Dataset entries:
====

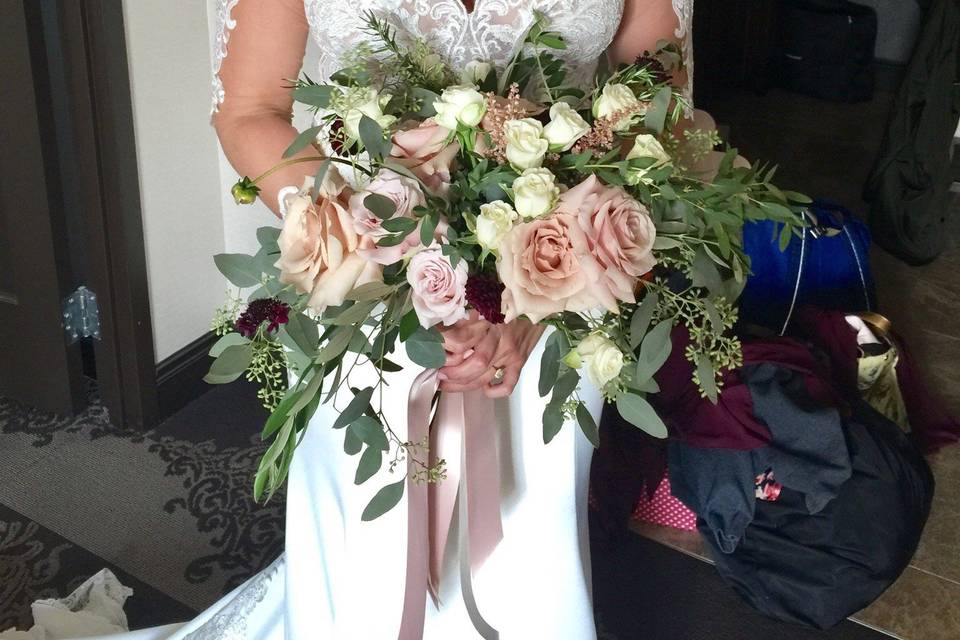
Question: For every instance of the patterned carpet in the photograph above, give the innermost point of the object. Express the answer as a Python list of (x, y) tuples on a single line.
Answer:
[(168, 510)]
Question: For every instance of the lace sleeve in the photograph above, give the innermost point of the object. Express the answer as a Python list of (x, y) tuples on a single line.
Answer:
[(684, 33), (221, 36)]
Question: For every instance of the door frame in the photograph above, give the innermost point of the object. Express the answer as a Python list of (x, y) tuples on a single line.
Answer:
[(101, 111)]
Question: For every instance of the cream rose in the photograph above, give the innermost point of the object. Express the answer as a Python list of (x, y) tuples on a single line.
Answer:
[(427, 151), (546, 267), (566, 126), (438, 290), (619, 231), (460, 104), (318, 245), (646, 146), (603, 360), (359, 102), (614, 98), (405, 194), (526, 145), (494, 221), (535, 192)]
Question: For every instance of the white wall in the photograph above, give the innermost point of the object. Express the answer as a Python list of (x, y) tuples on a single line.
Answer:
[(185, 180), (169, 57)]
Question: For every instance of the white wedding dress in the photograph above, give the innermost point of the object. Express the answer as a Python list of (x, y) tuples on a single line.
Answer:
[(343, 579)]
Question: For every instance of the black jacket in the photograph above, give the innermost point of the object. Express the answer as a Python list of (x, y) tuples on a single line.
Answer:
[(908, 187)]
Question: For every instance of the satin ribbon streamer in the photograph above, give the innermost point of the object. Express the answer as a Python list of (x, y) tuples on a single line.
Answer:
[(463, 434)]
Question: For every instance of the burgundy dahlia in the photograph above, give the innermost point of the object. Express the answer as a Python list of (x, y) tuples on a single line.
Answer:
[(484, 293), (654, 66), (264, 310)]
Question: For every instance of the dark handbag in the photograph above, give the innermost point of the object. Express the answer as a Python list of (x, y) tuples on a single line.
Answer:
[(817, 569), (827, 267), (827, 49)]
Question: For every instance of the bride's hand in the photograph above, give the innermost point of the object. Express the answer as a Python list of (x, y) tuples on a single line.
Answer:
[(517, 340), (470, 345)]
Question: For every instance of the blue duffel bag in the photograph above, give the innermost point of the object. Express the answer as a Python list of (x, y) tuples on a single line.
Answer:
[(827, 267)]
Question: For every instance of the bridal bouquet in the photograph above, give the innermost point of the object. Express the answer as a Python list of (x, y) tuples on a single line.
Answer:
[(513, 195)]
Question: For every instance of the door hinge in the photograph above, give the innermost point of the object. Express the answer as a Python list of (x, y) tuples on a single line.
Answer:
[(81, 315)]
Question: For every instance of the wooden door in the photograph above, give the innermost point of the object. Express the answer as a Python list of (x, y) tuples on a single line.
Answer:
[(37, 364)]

====

Your task:
Lines holding the word "door" are the answer; copy each one from the records above.

Output of the exercise:
Question: For every instance of the door frame in the photograph above, give the innermost point of the object. Express the answer as a Python list of (x, y) tuples on a single line.
Question: For every instance of the door hinge in the photograph above, give the innermost point of the object. Express the answer as a Python list of (x, y) tuples on a single line.
Question: For every instance of the wooden door in the photograph above, give the innermost point of the object. Express the answer as a Python list of (x, y) tuples on a single line.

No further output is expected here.